Rows from a dataset:
.....

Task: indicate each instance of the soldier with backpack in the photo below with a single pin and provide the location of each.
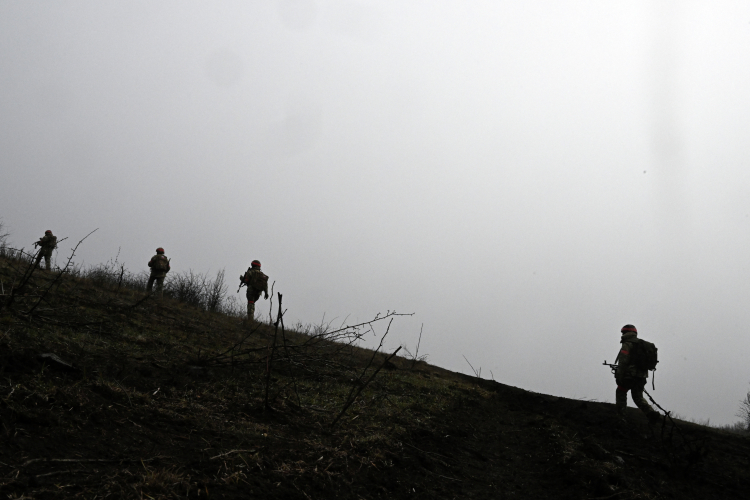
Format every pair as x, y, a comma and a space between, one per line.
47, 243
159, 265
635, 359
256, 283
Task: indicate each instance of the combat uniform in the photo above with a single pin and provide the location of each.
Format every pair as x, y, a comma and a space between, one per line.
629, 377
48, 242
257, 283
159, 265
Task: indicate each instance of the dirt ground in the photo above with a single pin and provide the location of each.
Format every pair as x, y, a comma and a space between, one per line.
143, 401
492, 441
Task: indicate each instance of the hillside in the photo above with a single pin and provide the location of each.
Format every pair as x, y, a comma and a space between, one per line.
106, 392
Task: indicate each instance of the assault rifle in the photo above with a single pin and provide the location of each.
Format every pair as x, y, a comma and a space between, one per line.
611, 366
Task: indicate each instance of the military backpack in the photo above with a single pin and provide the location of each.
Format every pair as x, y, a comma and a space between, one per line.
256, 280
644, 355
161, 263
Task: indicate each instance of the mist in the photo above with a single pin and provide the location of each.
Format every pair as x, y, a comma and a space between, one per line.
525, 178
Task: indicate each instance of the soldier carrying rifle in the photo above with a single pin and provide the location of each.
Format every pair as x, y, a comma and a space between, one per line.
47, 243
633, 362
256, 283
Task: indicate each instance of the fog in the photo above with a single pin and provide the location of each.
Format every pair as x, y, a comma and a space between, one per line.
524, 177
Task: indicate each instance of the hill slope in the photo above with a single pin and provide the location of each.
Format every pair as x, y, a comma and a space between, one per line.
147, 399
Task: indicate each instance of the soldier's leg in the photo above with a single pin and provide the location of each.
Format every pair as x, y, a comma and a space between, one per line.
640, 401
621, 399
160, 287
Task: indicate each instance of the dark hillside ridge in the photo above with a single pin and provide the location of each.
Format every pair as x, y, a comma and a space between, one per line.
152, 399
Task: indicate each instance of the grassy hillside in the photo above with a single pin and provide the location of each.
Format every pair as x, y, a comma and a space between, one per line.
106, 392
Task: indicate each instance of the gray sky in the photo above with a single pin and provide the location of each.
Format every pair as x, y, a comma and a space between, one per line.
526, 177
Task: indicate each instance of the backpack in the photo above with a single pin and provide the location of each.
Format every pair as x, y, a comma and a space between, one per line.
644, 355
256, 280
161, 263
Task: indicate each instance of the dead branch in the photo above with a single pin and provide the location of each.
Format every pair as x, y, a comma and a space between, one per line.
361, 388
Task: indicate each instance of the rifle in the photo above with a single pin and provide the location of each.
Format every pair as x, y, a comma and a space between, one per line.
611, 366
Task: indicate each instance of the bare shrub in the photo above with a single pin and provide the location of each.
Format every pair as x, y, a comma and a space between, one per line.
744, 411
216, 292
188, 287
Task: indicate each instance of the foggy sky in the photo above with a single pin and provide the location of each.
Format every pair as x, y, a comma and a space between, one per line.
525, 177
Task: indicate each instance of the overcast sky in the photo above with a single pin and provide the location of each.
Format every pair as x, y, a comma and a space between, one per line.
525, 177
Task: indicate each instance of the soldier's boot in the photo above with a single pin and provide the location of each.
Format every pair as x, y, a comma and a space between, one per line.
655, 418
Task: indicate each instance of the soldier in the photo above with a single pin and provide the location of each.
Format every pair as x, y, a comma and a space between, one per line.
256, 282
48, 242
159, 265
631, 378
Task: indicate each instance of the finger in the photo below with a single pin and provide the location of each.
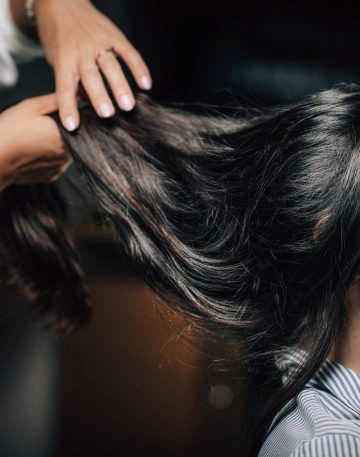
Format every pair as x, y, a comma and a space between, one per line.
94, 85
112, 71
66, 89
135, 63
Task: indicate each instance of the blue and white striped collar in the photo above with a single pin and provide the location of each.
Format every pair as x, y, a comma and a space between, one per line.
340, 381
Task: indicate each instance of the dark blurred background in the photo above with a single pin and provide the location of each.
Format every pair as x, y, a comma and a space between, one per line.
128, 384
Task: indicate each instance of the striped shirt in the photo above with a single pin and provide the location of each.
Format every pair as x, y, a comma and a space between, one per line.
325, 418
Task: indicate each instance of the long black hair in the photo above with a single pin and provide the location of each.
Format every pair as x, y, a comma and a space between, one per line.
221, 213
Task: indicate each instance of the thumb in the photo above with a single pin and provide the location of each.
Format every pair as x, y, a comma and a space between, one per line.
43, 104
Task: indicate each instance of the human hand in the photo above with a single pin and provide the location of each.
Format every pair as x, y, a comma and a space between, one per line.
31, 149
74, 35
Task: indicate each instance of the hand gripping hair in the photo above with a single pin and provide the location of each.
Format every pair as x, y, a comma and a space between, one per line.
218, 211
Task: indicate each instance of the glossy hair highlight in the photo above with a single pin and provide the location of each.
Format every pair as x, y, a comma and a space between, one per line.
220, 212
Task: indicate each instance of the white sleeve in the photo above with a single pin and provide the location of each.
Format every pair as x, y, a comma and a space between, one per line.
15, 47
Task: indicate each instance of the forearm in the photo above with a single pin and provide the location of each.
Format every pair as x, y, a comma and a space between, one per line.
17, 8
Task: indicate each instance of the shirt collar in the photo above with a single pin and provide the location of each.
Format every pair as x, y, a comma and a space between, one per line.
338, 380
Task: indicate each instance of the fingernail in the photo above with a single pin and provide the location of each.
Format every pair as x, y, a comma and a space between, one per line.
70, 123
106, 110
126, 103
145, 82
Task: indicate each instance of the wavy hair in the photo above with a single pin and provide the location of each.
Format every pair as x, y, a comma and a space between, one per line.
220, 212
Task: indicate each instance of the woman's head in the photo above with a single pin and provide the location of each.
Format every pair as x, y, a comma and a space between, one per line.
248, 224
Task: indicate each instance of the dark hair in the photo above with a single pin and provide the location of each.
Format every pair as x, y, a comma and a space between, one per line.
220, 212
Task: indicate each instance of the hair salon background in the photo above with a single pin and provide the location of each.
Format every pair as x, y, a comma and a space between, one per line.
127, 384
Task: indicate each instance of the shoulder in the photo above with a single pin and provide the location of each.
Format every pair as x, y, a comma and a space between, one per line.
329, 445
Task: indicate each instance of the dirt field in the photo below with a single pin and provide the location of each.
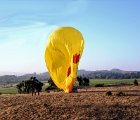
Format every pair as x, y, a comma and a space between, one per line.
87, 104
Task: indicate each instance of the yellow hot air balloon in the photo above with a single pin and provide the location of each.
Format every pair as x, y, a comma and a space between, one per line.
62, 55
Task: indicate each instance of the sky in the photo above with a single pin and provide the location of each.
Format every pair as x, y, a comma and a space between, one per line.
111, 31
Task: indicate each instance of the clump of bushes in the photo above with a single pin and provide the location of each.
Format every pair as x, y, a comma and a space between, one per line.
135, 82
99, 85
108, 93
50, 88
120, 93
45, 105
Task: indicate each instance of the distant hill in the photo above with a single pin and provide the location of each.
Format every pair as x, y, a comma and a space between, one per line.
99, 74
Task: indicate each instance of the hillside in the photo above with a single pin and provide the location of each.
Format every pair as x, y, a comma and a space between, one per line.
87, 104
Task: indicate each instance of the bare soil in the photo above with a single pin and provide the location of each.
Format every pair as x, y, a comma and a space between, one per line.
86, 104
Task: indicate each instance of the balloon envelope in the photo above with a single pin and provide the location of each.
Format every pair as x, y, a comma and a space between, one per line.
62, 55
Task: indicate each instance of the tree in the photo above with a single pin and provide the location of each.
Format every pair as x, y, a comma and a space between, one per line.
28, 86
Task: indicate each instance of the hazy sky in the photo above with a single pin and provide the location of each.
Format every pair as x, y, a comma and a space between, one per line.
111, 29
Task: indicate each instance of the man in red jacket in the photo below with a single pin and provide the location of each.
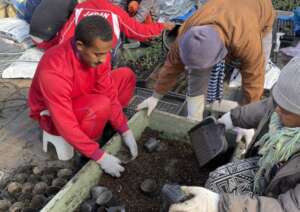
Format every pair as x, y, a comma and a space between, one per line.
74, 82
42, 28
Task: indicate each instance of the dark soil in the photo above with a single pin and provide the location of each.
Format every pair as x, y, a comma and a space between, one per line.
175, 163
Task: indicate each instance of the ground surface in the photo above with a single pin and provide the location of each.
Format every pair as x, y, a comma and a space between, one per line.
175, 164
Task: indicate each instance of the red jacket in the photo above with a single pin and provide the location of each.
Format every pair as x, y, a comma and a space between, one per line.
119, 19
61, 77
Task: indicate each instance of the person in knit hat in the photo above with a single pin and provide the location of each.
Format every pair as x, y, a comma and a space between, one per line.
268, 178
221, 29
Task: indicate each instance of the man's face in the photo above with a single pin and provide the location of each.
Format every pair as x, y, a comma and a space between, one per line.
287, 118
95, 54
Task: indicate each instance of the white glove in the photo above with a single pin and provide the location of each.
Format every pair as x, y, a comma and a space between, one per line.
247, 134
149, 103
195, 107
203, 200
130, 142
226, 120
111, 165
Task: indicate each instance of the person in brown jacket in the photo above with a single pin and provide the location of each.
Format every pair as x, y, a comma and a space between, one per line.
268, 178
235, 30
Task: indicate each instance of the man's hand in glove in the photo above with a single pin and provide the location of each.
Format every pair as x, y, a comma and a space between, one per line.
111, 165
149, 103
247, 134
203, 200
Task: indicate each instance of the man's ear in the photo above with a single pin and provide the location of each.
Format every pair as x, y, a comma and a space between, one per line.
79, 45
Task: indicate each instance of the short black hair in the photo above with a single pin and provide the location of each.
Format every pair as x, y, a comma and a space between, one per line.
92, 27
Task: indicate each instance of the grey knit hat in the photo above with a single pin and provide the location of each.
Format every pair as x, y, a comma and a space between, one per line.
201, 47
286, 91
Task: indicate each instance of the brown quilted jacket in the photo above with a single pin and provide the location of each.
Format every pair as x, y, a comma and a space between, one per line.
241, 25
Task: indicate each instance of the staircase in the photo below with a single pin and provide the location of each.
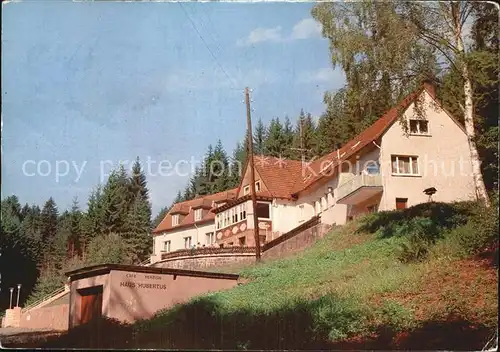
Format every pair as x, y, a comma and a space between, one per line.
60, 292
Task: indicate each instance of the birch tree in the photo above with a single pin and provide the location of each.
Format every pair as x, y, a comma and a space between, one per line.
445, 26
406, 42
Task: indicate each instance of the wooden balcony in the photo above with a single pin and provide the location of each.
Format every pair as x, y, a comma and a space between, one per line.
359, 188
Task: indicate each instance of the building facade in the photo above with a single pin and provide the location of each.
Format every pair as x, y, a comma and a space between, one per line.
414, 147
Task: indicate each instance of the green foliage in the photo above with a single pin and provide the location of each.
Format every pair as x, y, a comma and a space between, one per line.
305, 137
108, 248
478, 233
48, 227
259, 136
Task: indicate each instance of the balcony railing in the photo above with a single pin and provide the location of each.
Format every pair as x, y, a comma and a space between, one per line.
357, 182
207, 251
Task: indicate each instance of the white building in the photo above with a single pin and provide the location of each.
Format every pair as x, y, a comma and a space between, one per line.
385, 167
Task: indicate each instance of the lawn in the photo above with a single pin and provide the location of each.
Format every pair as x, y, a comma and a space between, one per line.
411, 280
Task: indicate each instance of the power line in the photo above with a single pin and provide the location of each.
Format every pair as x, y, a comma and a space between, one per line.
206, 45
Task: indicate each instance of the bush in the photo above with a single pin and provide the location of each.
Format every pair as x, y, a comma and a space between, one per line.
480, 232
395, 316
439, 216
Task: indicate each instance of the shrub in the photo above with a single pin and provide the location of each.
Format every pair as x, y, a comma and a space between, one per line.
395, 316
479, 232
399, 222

.....

■ Given instruction:
Render the records from the line containing "Task: indicate each instance of the shrub" through the last line of the records as a Markdown table. Use the columns "No." for a row number and "Line" for each line, and leave out blank lines.

■ The solution:
| No. | Line |
|---|---|
| 1 | Task: indicate each instance of the shrub in the photo above with a single pin and provide the location of each. |
| 2 | Format every pair as x, y, a comma and a space between, one per line. |
| 3 | 395, 316 |
| 4 | 479, 232 |
| 5 | 399, 222 |